▶ [Task to complete] Reproduce the items below with every occurrence of "instance" swapped for "occurrence" and nothing else altered, omitting the pictures from your answer.

▶ [Data listing]
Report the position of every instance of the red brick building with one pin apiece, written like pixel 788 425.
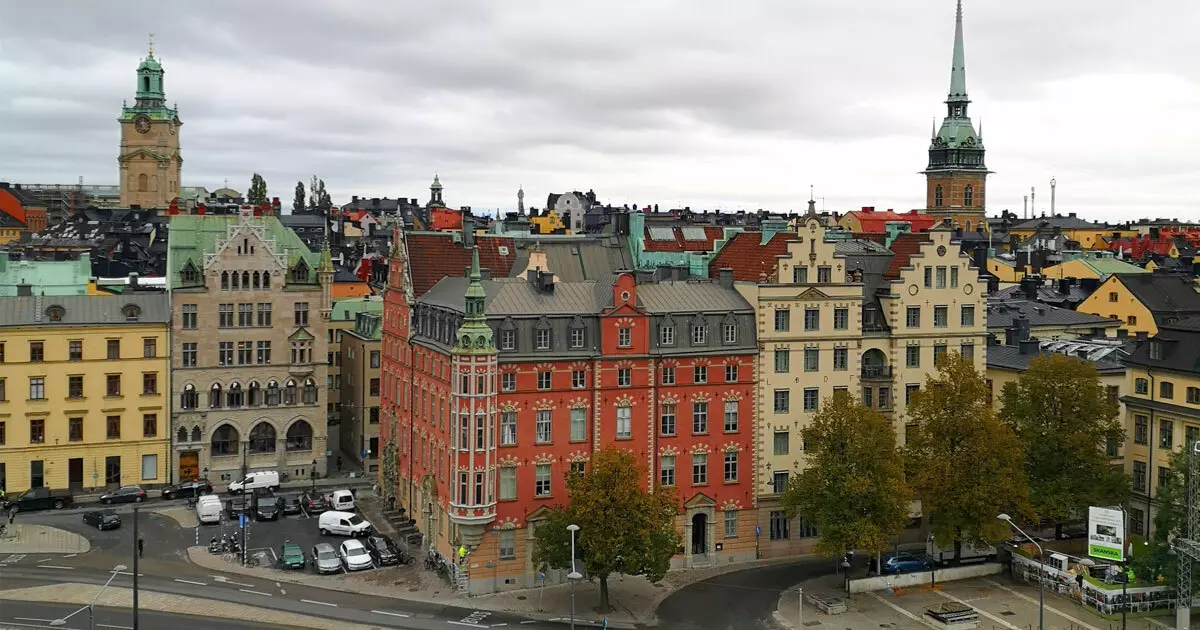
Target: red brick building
pixel 496 389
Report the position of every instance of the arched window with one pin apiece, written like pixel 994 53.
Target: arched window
pixel 215 396
pixel 234 397
pixel 225 441
pixel 299 437
pixel 189 400
pixel 262 438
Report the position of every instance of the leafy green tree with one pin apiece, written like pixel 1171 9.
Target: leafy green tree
pixel 623 528
pixel 964 463
pixel 257 193
pixel 299 201
pixel 853 486
pixel 1065 419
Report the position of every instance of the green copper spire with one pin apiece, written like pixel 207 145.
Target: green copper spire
pixel 958 65
pixel 474 335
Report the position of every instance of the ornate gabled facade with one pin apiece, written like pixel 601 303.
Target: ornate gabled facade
pixel 249 348
pixel 149 159
pixel 955 177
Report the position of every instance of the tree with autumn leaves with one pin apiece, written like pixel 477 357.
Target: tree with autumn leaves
pixel 623 527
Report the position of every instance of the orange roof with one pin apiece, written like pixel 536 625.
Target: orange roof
pixel 750 259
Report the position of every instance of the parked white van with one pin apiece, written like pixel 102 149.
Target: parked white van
pixel 208 509
pixel 341 499
pixel 342 525
pixel 971 553
pixel 257 479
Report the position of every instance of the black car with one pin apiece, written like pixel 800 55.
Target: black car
pixel 383 551
pixel 289 503
pixel 267 509
pixel 124 495
pixel 187 489
pixel 313 502
pixel 102 520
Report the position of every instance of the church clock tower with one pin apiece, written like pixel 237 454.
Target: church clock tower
pixel 957 177
pixel 149 159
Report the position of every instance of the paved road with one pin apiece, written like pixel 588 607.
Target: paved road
pixel 24 615
pixel 739 600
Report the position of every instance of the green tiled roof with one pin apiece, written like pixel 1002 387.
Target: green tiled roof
pixel 46 277
pixel 348 309
pixel 195 235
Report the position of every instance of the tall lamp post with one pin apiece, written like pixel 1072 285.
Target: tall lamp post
pixel 91 618
pixel 574 576
pixel 1041 568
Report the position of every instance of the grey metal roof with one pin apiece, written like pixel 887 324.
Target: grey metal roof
pixel 1001 315
pixel 690 297
pixel 83 310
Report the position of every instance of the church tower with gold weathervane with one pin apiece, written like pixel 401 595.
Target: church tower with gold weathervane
pixel 955 178
pixel 149 160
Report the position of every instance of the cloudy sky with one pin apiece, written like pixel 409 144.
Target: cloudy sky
pixel 707 103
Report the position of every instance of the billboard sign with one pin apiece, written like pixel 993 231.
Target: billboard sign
pixel 1105 533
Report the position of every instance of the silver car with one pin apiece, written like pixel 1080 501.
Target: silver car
pixel 325 559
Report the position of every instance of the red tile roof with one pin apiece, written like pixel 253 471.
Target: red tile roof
pixel 433 256
pixel 679 244
pixel 904 247
pixel 876 221
pixel 750 259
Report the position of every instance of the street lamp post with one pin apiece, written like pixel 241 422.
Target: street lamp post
pixel 574 576
pixel 1041 568
pixel 91 619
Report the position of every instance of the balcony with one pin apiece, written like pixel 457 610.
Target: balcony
pixel 876 372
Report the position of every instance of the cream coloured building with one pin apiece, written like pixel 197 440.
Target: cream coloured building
pixel 839 313
pixel 251 306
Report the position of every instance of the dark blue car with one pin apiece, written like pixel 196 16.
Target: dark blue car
pixel 906 563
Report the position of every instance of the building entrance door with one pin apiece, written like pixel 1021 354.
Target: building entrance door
pixel 75 474
pixel 189 465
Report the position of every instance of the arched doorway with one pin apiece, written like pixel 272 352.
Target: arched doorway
pixel 699 534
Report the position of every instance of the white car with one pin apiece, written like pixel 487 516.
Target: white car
pixel 354 556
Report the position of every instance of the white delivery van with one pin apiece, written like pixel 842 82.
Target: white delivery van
pixel 971 552
pixel 257 479
pixel 342 525
pixel 208 509
pixel 341 499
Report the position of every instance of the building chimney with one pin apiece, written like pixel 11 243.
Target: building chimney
pixel 726 275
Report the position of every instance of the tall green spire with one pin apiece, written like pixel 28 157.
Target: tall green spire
pixel 474 335
pixel 958 65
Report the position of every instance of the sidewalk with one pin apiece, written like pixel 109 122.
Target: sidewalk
pixel 42 539
pixel 123 598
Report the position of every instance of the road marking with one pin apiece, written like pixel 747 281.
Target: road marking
pixel 1031 600
pixel 901 611
pixel 988 615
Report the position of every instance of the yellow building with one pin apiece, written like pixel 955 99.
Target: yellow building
pixel 873 325
pixel 1162 413
pixel 1144 301
pixel 84 384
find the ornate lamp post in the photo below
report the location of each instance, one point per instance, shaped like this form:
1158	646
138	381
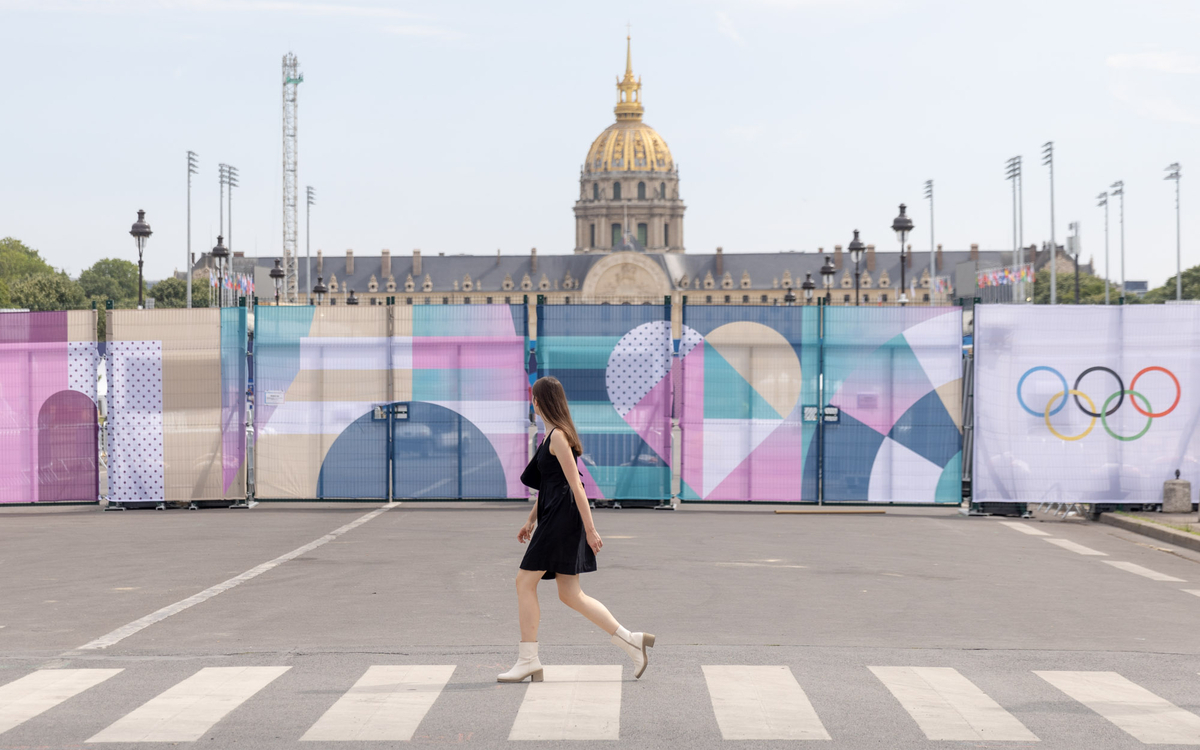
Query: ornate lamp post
901	225
856	249
221	255
277	277
141	233
827	273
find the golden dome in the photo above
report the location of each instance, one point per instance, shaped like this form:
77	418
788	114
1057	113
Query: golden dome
629	144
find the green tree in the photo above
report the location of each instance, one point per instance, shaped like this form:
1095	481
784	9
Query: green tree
112	279
173	293
17	261
47	292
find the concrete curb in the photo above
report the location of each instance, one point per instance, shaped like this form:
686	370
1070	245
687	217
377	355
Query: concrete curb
1162	533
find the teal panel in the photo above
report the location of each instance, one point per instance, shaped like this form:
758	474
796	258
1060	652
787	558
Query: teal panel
727	395
949	486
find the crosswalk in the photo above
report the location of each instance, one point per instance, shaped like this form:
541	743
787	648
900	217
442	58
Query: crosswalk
583	702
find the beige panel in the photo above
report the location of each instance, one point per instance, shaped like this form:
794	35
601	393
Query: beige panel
82	325
289	465
349	321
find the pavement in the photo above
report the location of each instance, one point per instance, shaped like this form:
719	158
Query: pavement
324	624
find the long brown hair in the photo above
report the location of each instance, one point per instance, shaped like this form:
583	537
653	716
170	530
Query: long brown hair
552	401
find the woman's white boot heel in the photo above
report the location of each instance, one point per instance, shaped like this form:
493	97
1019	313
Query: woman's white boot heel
635	645
527	666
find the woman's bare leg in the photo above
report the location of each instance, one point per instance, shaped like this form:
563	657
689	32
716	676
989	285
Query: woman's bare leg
570	593
528	612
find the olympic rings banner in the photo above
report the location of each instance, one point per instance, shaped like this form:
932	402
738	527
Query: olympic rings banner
1093	405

▶ [Solution to this exercise]
Report the position of every occurrence of the red brick building with one pin apiece, written like pixel 788 425.
Target: red brick building
pixel 496 389
Report the position of every occurrence of the arched window with one pin apiece, written like pixel 994 53.
Target: arched window
pixel 215 396
pixel 234 397
pixel 225 441
pixel 299 437
pixel 189 400
pixel 262 438
Report the position of every occurrence of the leafy green tree with one pin apiece, written like pixel 1171 9.
Target: leafy green tree
pixel 623 528
pixel 964 463
pixel 257 193
pixel 299 201
pixel 853 486
pixel 1065 419
Report the position of every occurrence of the green copper spire with one pin apiece, written like pixel 207 145.
Target: green copper spire
pixel 958 65
pixel 474 335
Report the position of every occurrence of the ornate gabled facade with one pin apiece, written like pixel 601 303.
Target: ornate gabled facade
pixel 249 348
pixel 149 159
pixel 955 177
Report the position of every occurrence of the tree with autumn leaves with one pin apiece, written like pixel 477 357.
Target: tree with autumn leaves
pixel 623 527
Report the position of every occurrence of the orange roof with one pin apiece, written like pixel 536 625.
Target: orange roof
pixel 750 259
Report the position of every occurrence of the parked white van with one pin apiece, written like pixel 102 149.
Target: parked white van
pixel 208 509
pixel 341 499
pixel 342 525
pixel 971 553
pixel 257 479
Report the position of every occurrence of the black car with one pin apiece, written like pixel 800 55.
Target: black car
pixel 383 551
pixel 289 503
pixel 267 509
pixel 124 495
pixel 187 489
pixel 313 502
pixel 102 520
Report the position of every occurrence of the church clock tower with one pin apiece, written like pixel 237 454.
Target: church clock tower
pixel 957 177
pixel 149 159
Report the position of every occurrence of the paved road with one pin apiece, written like pixel 588 607.
Target: paved road
pixel 24 615
pixel 739 600
Report the position of every occurrence of the green tiled roof with one pin apiece, written like pixel 1002 387.
Target: green tiled roof
pixel 46 277
pixel 348 309
pixel 195 235
Report the position of every occurrence of the tall lamp post with one pin apiece, written like pixel 1072 285.
Target: tall lamp post
pixel 91 618
pixel 574 576
pixel 1041 568
Report the position of every occurrence of the grey metal roof with one pin apiece, written like pixel 887 324.
Target: grey metal roof
pixel 1001 315
pixel 690 297
pixel 83 310
Report the position of every occurrence of the church tower with gold weathervane with one pin apiece, written like pixel 401 595.
Target: church tower with gold weathervane
pixel 955 178
pixel 149 160
Report the position of every occurrence of the cloudy sky with one pin apiece, written like pixel 409 144.
Target: cloudy sky
pixel 707 103
Report the position of every occurrence of the billboard sign with one pin apiece, written like pixel 993 231.
Target: billboard sign
pixel 1105 533
Report the position of every occurrence of the silver car with one pin apiece, written like pixel 1080 501.
Target: silver car
pixel 325 559
Report the position of every occurrence of the red tile roof with one pin apiece, written like pixel 253 471.
Target: red tile roof
pixel 433 256
pixel 679 244
pixel 904 247
pixel 876 221
pixel 750 259
Report the position of every occurrence of the street lamp post with one pin apiece, written like pixel 241 422.
Target: street lamp post
pixel 574 576
pixel 1041 568
pixel 91 619
Report the position of every occurrence of the balcony with one pin apiece, written like pixel 457 610.
Target: balcony
pixel 876 372
Report the position of every occurrence of the cream coloured building with one pin apiece, written like pixel 197 440.
Target: cream coloured building
pixel 839 313
pixel 251 306
Report the position of every occurrence of the dark blue car with one pin apiece, written like pixel 196 16.
Target: dark blue car
pixel 906 563
Report the position of every occurrence of the building entrance door with one pin apiece, written like pixel 1021 354.
Target: building entrance door
pixel 75 474
pixel 189 465
Report the position of every occurrence of the arched doorway with one pin apiece, written like pixel 272 352.
Target: arched doorway
pixel 699 534
Report the position of every occurrence of the white car with one pin apiece, written like pixel 487 516.
Target: white car
pixel 354 556
Report the position of every occurrence of the white delivery van with one pin apiece, written like pixel 842 82.
Target: white delivery van
pixel 971 552
pixel 257 479
pixel 342 525
pixel 208 509
pixel 341 499
Report the position of every occurrence of the building chimney with one pin apiece, written like pixel 11 243.
Target: building chimney
pixel 726 275
Report the position of every occurrence of the tall green spire with one pin apiece, written like pixel 28 157.
Target: tall green spire
pixel 474 335
pixel 958 65
Report the position of every occurrence of the sidewalk with one pin apiece, written like pixel 109 122.
Target: sidewalk
pixel 42 539
pixel 123 598
Report the position of every occurrence of the road marking with one pin apiece, written like pixel 747 281.
Target: road marking
pixel 1031 600
pixel 901 611
pixel 988 615
Report the position of every occurrence of the yellow building with one pin apiece, written like pixel 955 99.
Target: yellow building
pixel 873 325
pixel 1162 413
pixel 1144 301
pixel 84 384
find the ornate lamp post in the photo below
report the location of each occurrence, one point per occurrence, shaped like this form:
1158	646
138	381
Query: ornate lamp post
901	225
856	249
221	255
277	277
141	233
827	273
find the golden dome in the photo above
report the location of each occurrence, one point per occurrence, shaped like this form:
77	418
788	114
1057	113
Query: golden dome
629	144
find the green tree in the photo above
report the location of each occurrence, one point per occurrence, shaped like this form:
1095	481
784	9
Query: green tree
112	279
173	293
17	261
47	292
find the concrete curb in the photo above
report the location of each occurrence, one point per occurrence, shaped like this form:
686	370
1070	245
687	217
377	355
Query: concrete curb
1162	533
find the teal panel in the photo above
report the location of each occurrence, one point per occurrence, shaped like this form:
758	474
796	258
1060	652
787	558
Query: teal panel
727	395
949	486
find the crosswalk in the photo above
report the location of each occurrence, one point per occurrence, shaped like this form:
541	743
787	648
900	217
442	58
Query: crosswalk
583	702
find the beige panel in the photo above
report the location of each occurrence, one point per occurrence, shaped like this form:
794	35
601	393
Query: beige panel
82	325
289	465
349	321
find the pavement in the photo above
report the location of each occurrence, one point per occurrence, shaped like this form:
719	158
Query: pavement
324	624
find the long brown hair in the photo above
report the location of each occurrence, one point per occurrence, shaped like this form:
583	537
653	716
170	530
Query: long brown hair
552	401
find the woman's white boot heel in the photo above
report the location of each occurrence, one point per occurrence, shaped like this form:
493	97
1019	313
Query: woman's white boot heel
635	645
527	666
find the woman's bare leg in the photo above
report the location of each occurrence, one point per occurrence, shaped like this form:
563	657
689	32
716	676
989	285
Query: woman's bare leg
570	593
528	612
find the olympic rings banner in the photo above
report the location of each occurrence, one point per occurrence, shaped like this form:
932	402
738	527
Query: olympic rings banner
1093	405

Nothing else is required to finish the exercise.